--- WHAT IS REQUIRED ---
Filter the rows below, keeping only the lines that contain the word "belt", and copy each of those lines.
---- EXTRACTED RECORDS
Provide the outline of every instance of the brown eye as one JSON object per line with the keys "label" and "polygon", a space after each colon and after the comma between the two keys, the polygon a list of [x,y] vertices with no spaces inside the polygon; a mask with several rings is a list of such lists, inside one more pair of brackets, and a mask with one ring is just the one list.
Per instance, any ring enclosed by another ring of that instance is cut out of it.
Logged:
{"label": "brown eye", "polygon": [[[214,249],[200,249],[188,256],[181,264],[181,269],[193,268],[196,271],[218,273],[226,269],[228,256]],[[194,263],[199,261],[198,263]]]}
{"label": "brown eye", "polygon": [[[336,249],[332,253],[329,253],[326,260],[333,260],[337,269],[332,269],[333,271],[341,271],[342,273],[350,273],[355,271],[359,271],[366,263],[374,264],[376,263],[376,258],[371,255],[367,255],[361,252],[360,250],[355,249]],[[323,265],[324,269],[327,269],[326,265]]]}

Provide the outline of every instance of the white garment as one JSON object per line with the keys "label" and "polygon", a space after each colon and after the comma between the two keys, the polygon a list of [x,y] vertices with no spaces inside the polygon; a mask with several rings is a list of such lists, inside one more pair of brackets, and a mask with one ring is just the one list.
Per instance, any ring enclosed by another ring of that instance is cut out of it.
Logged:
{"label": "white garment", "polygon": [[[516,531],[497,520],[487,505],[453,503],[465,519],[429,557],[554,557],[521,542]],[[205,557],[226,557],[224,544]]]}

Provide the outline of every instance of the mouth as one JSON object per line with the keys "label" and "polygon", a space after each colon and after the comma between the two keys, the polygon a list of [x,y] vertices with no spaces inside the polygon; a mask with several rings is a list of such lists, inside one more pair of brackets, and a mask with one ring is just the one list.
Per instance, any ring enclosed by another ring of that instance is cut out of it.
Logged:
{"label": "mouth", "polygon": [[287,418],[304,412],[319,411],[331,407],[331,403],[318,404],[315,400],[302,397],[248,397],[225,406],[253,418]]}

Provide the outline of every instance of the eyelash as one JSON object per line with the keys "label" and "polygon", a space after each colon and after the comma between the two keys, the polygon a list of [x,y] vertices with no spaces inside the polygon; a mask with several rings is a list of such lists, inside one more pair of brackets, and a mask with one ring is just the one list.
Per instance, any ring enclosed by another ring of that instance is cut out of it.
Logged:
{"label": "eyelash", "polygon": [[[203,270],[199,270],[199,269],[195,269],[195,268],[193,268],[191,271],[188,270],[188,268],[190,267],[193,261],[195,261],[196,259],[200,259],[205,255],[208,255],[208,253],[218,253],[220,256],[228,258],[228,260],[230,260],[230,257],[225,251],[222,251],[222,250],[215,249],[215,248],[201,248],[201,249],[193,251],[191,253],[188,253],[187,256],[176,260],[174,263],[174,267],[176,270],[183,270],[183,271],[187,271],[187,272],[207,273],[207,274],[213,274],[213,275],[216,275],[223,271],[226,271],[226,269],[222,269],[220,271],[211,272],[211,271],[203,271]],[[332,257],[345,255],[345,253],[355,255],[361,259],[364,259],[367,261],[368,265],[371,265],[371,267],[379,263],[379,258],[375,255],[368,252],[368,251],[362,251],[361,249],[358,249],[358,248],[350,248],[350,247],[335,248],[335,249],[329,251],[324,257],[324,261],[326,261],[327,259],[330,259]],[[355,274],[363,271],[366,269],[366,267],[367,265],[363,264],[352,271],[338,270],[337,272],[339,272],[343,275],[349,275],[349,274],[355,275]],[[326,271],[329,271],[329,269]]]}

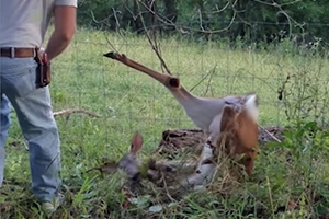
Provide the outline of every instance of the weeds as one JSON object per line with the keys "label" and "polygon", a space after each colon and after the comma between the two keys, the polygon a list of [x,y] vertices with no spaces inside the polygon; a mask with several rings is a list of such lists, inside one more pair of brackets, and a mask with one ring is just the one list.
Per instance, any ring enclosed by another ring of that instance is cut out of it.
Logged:
{"label": "weeds", "polygon": [[[150,68],[160,69],[147,39],[109,34],[111,43]],[[282,50],[280,50],[282,49]],[[145,137],[143,155],[154,150],[164,129],[193,128],[166,89],[124,66],[103,59],[103,33],[80,30],[75,43],[54,61],[50,85],[54,110],[86,108],[101,115],[58,116],[66,204],[52,218],[325,218],[329,207],[328,69],[316,55],[295,56],[286,47],[271,53],[235,49],[217,43],[161,42],[171,72],[193,93],[208,96],[260,96],[261,125],[285,126],[285,140],[261,147],[256,172],[229,196],[191,193],[161,203],[143,195],[125,200],[120,173],[87,170],[118,160],[129,137]],[[283,50],[285,53],[283,53]],[[200,59],[200,54],[203,59]],[[212,80],[194,88],[209,71]],[[286,81],[286,82],[285,82]],[[284,85],[283,85],[284,84]],[[282,100],[277,99],[277,88]],[[30,192],[29,154],[16,117],[7,141],[5,182],[0,192],[1,218],[44,218]]]}

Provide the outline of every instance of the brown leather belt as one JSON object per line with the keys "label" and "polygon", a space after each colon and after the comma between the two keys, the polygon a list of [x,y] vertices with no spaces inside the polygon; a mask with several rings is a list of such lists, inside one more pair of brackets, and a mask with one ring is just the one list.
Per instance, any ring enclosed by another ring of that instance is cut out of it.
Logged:
{"label": "brown leather belt", "polygon": [[0,48],[1,57],[10,57],[10,58],[29,58],[35,57],[36,50],[35,48]]}

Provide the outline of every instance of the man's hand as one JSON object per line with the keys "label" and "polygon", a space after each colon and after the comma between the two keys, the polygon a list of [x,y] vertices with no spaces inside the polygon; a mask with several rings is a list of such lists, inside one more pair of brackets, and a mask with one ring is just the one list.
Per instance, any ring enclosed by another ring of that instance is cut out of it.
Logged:
{"label": "man's hand", "polygon": [[49,61],[61,54],[70,44],[77,27],[77,8],[69,5],[55,7],[54,16],[55,31],[46,47]]}

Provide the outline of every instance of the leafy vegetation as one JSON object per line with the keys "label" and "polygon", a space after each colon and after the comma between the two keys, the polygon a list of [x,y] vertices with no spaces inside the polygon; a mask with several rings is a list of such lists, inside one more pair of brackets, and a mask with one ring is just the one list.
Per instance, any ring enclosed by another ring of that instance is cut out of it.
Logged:
{"label": "leafy vegetation", "polygon": [[326,0],[95,0],[80,1],[79,21],[84,26],[141,33],[141,14],[148,30],[162,34],[230,42],[242,38],[248,45],[281,38],[298,43],[303,38],[302,44],[308,44],[319,38],[328,43],[328,10]]}
{"label": "leafy vegetation", "polygon": [[[223,96],[257,91],[260,125],[287,127],[286,140],[261,148],[254,175],[230,196],[190,194],[169,204],[145,195],[122,208],[122,177],[87,170],[118,160],[135,130],[143,134],[143,157],[166,129],[193,128],[171,94],[152,79],[103,58],[120,51],[160,70],[146,37],[79,30],[53,64],[54,111],[81,107],[101,115],[56,117],[63,151],[63,192],[67,203],[53,218],[325,218],[329,206],[327,58],[296,55],[285,43],[273,49],[229,48],[219,42],[161,38],[171,72],[193,93]],[[239,45],[239,44],[238,44]],[[200,81],[203,81],[200,83]],[[279,97],[281,100],[279,100]],[[30,192],[29,153],[16,117],[7,141],[1,218],[44,218]]]}

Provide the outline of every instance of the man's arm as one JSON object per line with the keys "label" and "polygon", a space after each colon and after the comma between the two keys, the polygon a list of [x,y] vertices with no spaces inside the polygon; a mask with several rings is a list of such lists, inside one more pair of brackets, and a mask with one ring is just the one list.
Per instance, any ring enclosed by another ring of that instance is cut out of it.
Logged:
{"label": "man's arm", "polygon": [[55,7],[54,16],[55,31],[45,49],[48,60],[61,54],[70,44],[77,27],[77,8],[70,5]]}

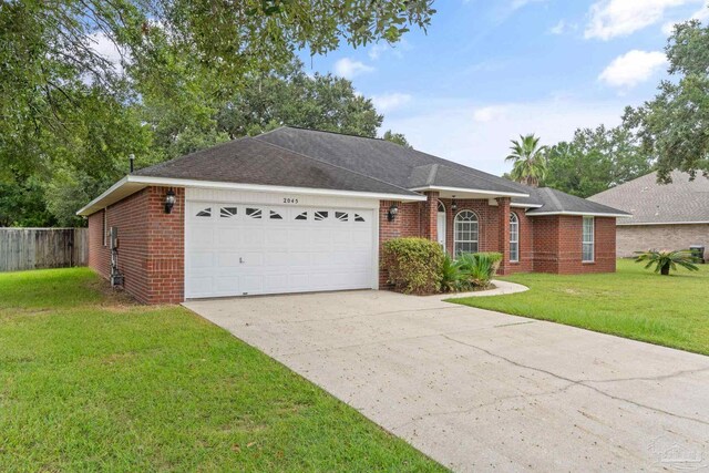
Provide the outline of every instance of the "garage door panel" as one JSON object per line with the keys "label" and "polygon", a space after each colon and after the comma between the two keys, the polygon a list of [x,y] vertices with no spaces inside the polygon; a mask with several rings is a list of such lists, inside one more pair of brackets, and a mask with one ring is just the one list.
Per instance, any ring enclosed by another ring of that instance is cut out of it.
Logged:
{"label": "garage door panel", "polygon": [[372,210],[233,203],[188,209],[188,298],[370,288],[376,280]]}

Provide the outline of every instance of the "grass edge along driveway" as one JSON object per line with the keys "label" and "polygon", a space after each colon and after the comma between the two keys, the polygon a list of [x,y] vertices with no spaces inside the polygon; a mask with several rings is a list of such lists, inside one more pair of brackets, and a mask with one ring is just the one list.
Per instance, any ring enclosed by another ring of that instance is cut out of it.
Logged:
{"label": "grass edge along driveway", "polygon": [[517,274],[528,291],[451,302],[709,354],[709,265],[659,276],[633,260],[615,274]]}
{"label": "grass edge along driveway", "polygon": [[0,471],[444,471],[178,306],[0,274]]}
--------
--- RESPONSE TO THIS TASK ---
Provide the outline of every instance of the brown leather belt as one JSON object per line with the keys "label" and "polygon", a space after each colon and after the comma between the two keys, the polygon a list of [x,y] vertices with no spaces inside the polygon; a mask with several rings is a list of such lists, inside one more pair of brackets, and a mask with one ring is just the one list.
{"label": "brown leather belt", "polygon": [[0,48],[1,57],[10,57],[10,58],[29,58],[35,57],[36,50],[35,48]]}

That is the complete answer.